§ Reading text:
··········

William Bayard Craig, A True Hero
There are moments in the history of many, perhaps most, churches when the future hangs in the balance. Usually in its history, a moment comes when the question arises, “shall we continue, or shall we fold our tents?” To survive these moments of uncertainty and depression requires some members, sometimes only or two, who have the tenacity to continue and to encourage others to continue. But it also requires someone who, not only has the will to continue, but has a vision of where the church must go, what that church must become, and the ability to lead toward that goal . Our congregation has had several periods of depression and uncertainty, but only once has the future of the church been so uncertain as to be in serious doubt. That was in 1875.
After Dr. Sterling Pearre and his celebrated wife Caroline Neville Pearre left in 1874, the church was in dire straits. The church’s first historian, Harry G. Plum, who was a member of the congregation during this time, wrote almost forty years later about conditions. “After Mr. Pearre left the church was for some time without a minister. As the record says ‘Failing in the meantime even to maintain the weekly meeting of the members to partake of the Lord’s Supper.’. . . The church was at its lowest ebb. No officers had been elected, no one seemed ready to accept the responsibility and the membership had sunk to 68 members.” Because of resignations and differences of opinion, the eldership had been reduced to one person, Peter Nipher. Only the Sunday School continued to operate, with a reported eighty students. As if this were not enough, the church had to deal with one of the divisive controversies that were then roiling the Disciples churches, that being the question of whether it was scriptural to use organs in worship (see vignette #5).

··········

§ Given information:
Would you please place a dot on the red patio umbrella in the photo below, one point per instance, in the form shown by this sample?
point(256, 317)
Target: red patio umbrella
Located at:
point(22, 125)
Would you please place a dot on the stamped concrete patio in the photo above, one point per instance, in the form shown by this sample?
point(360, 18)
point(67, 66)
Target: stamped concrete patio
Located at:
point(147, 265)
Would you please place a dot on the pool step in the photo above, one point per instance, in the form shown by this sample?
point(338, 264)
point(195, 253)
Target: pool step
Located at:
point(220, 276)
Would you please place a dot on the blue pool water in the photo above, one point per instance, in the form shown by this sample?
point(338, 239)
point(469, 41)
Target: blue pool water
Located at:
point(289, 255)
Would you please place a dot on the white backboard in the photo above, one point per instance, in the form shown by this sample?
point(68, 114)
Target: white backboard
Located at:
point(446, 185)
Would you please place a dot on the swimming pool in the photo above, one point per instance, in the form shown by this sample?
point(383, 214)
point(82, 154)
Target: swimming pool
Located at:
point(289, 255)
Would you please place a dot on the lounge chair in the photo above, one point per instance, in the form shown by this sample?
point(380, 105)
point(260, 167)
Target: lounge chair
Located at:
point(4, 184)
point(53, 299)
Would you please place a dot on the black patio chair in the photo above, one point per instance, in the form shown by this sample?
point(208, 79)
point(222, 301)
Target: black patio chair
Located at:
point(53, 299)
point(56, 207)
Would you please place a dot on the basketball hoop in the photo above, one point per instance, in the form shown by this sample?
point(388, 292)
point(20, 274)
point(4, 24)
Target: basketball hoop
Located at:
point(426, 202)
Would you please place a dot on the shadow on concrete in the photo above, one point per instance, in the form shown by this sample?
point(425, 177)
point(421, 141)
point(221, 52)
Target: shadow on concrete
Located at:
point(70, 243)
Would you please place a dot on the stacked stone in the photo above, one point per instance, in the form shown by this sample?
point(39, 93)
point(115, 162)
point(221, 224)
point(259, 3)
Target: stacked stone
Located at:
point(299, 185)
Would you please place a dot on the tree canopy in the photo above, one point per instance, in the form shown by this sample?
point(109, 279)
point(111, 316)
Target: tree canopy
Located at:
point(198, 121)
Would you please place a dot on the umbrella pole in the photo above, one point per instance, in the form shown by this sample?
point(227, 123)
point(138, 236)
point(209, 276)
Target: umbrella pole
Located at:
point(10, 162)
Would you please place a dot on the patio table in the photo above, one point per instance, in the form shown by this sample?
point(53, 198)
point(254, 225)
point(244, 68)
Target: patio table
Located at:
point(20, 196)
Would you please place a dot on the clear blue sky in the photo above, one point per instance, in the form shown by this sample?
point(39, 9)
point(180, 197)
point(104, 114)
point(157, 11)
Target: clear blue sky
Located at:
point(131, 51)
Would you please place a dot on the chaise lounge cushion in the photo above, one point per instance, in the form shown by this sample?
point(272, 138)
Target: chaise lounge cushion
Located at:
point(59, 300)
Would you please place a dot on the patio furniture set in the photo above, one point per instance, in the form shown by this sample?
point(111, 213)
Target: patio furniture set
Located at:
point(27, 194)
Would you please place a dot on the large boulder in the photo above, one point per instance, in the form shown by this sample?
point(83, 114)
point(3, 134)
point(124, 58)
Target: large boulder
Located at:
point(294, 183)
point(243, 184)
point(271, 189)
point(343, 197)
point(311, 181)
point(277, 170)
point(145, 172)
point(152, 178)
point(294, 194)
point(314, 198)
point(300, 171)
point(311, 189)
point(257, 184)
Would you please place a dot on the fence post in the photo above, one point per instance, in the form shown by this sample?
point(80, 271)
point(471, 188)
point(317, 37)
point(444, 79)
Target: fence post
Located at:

··········

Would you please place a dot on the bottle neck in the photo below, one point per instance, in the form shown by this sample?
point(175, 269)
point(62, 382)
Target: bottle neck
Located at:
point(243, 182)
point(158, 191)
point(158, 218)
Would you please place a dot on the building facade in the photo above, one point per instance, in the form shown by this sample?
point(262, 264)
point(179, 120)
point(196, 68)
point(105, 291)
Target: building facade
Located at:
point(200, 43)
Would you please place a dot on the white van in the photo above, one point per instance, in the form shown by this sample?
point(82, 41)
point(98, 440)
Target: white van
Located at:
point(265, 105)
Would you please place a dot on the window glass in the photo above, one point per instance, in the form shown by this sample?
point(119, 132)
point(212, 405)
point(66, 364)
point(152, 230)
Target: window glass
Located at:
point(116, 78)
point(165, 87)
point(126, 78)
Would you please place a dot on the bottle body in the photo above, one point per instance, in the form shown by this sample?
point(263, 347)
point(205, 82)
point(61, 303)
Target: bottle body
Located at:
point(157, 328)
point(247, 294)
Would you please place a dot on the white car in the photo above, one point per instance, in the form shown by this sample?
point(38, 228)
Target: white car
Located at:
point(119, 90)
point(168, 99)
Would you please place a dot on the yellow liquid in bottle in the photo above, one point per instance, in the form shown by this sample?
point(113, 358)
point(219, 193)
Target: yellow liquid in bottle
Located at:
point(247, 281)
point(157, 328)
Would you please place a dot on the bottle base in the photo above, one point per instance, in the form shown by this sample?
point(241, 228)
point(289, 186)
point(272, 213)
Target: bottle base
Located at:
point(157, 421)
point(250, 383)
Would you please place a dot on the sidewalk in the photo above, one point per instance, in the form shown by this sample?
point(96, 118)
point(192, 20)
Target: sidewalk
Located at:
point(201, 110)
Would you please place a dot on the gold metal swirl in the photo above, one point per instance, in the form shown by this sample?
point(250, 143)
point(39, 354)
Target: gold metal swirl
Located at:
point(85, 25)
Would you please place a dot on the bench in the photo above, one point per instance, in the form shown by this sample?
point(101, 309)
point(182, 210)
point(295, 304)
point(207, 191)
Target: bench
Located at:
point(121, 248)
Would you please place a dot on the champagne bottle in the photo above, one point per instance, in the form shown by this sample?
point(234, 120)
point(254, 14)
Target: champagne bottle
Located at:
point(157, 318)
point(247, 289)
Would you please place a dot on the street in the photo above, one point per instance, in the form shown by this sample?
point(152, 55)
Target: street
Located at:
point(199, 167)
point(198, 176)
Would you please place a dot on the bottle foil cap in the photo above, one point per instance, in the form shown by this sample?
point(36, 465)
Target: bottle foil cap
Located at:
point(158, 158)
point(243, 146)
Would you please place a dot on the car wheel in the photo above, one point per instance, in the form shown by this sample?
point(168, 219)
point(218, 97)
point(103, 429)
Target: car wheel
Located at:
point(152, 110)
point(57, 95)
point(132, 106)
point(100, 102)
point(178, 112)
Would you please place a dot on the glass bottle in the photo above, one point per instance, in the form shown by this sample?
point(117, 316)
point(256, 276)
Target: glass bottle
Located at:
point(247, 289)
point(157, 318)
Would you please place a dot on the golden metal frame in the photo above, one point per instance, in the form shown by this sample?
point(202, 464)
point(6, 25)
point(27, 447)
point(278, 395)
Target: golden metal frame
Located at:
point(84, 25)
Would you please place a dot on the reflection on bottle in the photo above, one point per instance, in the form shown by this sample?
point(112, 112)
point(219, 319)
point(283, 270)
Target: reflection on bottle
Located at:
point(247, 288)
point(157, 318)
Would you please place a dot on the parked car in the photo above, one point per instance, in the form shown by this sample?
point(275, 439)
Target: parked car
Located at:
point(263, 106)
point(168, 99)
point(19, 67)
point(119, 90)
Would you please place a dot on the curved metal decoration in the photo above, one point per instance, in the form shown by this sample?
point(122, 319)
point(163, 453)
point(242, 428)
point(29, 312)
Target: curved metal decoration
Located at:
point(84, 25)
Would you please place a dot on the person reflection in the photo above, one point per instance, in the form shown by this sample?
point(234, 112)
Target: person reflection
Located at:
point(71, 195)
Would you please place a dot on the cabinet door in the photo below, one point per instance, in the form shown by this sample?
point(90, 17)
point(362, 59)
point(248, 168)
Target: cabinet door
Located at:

··········

§ List of tasks:
1: Answer these questions from the reading on William Bayard Craig.
(a) In what year was the future of the church in serious doubt?
(b) Who was the church's first historian?
(c) To what one person had the eldership been reduced?
2: Render this sentence from the reading on William Bayard Craig in Spanish: "Only the Sunday School continued to operate, with a reported eighty students."
3: In the reading on William Bayard Craig, reproduce word for word the passage from "William Bayard Craig, A" to "was in 1875.".

§ Answers for the tasks:
1:
(a) 1875
(b) Harry G. Plum
(c) Peter Nipher

2: Solo la escuela dominical siguió funcionando, con unos ochenta alumnos según los informes.

3:
William Bayard Craig, A True Hero
There are moments in the history of many, perhaps most, churches when the future hangs in the balance. Usually in its history, a moment comes when the question arises, “shall we continue, or shall we fold our tents?” To survive these moments of uncertainty and depression requires some members, sometimes only or two, who have the tenacity to continue and to encourage others to continue. But it also requires someone who, not only has the will to continue, but has a vision of where the church must go, what that church must become, and the ability to lead toward that goal . Our congregation has had several periods of depression and uncertainty, but only once has the future of the church been so uncertain as to be in serious doubt. That was in 1875.